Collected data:
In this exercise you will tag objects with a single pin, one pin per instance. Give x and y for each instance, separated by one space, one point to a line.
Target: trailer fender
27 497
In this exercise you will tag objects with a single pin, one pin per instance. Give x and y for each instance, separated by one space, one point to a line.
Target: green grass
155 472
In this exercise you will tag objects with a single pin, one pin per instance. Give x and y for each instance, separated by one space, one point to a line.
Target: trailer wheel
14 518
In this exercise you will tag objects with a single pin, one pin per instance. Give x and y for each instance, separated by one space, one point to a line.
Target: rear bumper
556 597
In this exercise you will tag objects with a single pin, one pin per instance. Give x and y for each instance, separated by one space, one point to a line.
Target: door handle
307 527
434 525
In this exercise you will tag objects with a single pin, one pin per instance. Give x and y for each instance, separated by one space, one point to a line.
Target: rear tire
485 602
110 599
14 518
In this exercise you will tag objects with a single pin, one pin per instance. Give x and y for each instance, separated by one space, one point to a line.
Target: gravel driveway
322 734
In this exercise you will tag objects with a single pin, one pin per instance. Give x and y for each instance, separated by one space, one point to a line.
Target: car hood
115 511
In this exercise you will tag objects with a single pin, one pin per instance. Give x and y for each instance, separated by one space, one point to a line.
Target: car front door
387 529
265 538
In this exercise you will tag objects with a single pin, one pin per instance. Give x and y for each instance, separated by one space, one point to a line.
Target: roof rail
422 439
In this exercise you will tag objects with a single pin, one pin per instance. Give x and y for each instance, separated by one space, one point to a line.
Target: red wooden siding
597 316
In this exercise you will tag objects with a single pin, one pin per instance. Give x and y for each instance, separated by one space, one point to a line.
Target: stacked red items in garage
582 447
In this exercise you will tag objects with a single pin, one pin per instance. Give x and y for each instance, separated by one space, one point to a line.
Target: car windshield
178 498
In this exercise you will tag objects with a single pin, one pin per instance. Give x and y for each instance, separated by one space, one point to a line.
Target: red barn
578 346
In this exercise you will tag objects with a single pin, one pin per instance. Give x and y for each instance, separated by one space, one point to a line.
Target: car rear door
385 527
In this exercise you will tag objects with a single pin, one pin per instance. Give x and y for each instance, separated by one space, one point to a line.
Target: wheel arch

> _Your instructions_
This exercise asks for an exact repeat of the lines from the one holding "Target: red barn" through the end of the data above.

> _Answer to this problem_
Target: red barn
578 346
In this exercise you will tag objects with a single pin, one pin per instance. Give x and y for each instance, separated by one space, one point to a line.
Target: car rear door
385 527
In this exercise you will tag objects with a single pin, one pin per instance. Give x and y for each instance, separated by one space, one point to a line.
Target: wheel arch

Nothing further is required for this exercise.